GIVEN PASSAGE:
Start of Block

The decades from the 1930s were a hard time for Japanese researchers. However, Shoda continued to apply himself to learning. After World War II, he was elected the first Chairman of the Mathematical Society of Japan in 1946, when the predecessor was divided into the Mathematical Society of Japan and the Physical Society of Japan. In this role he managed to reconstruct Japanese mathematics both theoretically and organisationally. Also, he was eager to attempt to keep the educational standard at Osaka University as its faculty staff. In this period, he published General Algebra, another textbook in Japanese. In 1949 Shoda was awarded the Japan Academy Prize in recognition of his fine achievements. Also that year he was elected the Dean of the Faculty of Science at Osaka University.

End of Block

GIVEN RECORDS:
Start of Block

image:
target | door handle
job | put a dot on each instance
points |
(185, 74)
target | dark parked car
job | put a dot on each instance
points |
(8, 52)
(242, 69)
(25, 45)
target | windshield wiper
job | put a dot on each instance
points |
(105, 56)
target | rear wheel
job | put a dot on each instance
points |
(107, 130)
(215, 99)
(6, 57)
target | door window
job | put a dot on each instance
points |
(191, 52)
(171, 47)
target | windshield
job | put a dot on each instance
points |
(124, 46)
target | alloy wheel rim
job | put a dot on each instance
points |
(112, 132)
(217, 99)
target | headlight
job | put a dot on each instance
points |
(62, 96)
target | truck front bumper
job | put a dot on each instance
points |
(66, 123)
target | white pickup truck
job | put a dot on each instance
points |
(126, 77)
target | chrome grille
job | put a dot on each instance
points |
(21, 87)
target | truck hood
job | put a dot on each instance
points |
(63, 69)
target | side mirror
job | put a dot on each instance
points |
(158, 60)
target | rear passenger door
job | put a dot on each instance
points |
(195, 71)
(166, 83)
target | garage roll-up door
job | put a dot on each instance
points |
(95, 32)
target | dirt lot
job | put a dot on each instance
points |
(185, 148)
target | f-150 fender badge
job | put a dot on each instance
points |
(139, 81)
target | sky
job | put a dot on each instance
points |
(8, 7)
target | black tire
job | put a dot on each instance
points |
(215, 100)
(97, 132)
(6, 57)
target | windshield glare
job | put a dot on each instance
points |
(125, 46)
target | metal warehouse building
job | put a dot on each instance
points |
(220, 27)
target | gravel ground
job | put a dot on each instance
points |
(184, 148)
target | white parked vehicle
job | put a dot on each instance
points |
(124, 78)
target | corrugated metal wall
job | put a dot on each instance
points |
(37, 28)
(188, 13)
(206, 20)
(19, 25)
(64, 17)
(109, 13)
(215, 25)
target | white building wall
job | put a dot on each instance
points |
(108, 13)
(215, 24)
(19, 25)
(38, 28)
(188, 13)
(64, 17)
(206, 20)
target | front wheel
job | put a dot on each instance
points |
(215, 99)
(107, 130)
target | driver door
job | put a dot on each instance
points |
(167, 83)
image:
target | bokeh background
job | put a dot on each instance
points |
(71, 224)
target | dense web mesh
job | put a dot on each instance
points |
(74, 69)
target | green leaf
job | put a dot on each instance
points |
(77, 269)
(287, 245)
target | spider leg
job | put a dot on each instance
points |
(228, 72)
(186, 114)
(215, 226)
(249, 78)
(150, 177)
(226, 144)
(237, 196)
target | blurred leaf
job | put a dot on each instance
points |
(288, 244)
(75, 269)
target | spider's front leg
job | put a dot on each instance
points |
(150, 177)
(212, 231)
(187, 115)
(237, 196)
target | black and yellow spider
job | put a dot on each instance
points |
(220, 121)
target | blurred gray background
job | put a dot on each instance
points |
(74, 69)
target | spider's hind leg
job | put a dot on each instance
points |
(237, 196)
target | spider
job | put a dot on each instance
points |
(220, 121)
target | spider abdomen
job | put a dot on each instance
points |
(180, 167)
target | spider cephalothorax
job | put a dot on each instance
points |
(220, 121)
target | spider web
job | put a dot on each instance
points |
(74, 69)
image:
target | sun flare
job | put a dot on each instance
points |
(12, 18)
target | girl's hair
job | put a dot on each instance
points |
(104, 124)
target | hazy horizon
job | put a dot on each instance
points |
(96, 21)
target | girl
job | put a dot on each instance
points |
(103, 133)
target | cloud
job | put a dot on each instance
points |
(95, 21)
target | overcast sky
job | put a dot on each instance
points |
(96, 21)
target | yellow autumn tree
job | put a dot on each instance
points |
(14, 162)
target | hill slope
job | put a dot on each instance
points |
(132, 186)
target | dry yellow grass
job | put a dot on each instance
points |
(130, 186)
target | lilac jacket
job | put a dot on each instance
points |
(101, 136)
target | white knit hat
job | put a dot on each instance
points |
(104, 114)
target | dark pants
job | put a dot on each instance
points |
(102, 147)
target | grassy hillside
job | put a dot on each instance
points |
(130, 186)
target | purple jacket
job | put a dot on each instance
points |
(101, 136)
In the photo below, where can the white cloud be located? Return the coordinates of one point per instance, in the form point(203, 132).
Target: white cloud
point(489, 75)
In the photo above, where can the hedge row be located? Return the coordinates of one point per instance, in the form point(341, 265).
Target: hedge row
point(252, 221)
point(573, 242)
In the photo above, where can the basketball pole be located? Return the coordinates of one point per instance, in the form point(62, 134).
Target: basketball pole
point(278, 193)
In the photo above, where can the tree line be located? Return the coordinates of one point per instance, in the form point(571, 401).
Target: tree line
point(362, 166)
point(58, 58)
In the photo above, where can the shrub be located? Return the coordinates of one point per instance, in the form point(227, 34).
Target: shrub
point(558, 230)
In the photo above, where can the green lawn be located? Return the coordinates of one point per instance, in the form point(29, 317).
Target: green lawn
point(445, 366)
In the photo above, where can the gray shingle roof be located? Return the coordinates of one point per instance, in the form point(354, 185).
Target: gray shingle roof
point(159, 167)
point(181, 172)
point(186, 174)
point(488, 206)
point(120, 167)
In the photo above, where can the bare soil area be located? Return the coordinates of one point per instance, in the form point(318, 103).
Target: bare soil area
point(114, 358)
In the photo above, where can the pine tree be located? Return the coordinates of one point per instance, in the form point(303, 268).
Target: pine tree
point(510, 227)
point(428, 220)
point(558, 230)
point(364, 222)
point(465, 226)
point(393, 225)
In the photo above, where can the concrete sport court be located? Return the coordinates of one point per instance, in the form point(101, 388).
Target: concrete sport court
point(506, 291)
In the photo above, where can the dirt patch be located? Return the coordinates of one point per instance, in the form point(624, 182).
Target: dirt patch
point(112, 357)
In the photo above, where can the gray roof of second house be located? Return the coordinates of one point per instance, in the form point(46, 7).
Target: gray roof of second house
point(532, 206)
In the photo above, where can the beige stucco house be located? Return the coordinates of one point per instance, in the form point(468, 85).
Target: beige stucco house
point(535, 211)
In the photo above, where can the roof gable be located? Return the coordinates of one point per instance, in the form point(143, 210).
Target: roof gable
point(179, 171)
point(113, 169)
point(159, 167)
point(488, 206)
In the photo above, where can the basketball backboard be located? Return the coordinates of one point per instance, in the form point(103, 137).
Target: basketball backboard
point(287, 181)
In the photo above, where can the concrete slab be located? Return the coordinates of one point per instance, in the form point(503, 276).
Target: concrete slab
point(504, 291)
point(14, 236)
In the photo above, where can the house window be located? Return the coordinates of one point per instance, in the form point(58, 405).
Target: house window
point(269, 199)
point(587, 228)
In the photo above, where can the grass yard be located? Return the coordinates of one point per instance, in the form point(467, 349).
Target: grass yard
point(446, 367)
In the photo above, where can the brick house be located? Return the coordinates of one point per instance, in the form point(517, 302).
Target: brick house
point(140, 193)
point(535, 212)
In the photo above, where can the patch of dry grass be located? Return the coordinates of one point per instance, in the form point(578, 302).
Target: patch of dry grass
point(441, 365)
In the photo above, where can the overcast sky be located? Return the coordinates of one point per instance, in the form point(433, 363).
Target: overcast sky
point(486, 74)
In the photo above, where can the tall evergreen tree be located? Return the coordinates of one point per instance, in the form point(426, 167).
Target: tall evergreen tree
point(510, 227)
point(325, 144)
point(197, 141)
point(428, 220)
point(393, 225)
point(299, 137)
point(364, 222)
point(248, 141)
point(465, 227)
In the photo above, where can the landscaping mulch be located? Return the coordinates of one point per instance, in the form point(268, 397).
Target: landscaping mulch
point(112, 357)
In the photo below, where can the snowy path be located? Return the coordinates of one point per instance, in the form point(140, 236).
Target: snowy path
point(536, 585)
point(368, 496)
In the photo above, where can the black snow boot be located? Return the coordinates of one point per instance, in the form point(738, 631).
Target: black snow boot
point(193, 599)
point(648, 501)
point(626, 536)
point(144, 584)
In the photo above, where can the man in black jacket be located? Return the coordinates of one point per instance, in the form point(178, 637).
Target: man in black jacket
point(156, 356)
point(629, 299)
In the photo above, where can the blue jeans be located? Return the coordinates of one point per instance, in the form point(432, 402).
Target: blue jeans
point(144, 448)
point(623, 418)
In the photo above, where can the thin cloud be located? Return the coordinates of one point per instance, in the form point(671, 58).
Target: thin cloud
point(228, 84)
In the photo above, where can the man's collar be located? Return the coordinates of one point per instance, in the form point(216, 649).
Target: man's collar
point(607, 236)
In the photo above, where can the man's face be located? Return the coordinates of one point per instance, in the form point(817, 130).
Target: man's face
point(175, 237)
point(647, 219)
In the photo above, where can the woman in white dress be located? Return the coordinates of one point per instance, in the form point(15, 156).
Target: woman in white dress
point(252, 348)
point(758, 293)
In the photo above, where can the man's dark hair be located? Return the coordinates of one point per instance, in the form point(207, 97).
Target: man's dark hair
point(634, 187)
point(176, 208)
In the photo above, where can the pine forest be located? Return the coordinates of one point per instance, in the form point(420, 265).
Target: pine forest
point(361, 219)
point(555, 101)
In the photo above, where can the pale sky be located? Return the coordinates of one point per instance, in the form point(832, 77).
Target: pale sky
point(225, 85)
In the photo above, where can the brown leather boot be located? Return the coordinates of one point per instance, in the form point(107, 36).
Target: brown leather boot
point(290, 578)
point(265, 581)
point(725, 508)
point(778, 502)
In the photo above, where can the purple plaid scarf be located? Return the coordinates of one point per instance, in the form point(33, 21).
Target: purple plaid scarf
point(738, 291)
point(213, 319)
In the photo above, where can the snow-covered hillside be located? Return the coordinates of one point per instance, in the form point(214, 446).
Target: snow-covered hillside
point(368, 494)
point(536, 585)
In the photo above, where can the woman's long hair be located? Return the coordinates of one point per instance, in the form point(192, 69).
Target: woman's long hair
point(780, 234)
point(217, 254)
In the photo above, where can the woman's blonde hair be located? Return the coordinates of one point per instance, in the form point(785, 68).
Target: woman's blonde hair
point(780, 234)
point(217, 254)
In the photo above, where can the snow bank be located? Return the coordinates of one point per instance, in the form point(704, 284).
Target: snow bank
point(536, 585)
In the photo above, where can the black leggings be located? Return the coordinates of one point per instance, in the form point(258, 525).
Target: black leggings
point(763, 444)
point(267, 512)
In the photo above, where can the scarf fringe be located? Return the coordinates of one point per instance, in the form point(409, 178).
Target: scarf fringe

End of Block

WORK TASK 1:
Transcribe the passage on Shoda from "The decades from" to "at Osaka University.".
WORK TASK 2:
In the Shoda passage, in what year was he elected the first Chairman of the Mathematical Society of Japan?

EXERCISE RESULT 1:
The decades from the 1930s were a hard time for Japanese researchers. However, Shoda continued to apply himself to learning. After World War II, he was elected the first Chairman of the Mathematical Society of Japan in 1946, when the predecessor was divided into the Mathematical Society of Japan and the Physical Society of Japan. In this role he managed to reconstruct Japanese mathematics both theoretically and organisationally. Also, he was eager to attempt to keep the educational standard at Osaka University as its faculty staff. In this period, he published General Algebra, another textbook in Japanese. In 1949 Shoda was awarded the Japan Academy Prize in recognition of his fine achievements. Also that year he was elected the Dean of the Faculty of Science at Osaka University.

EXERCISE RESULT 2:
1946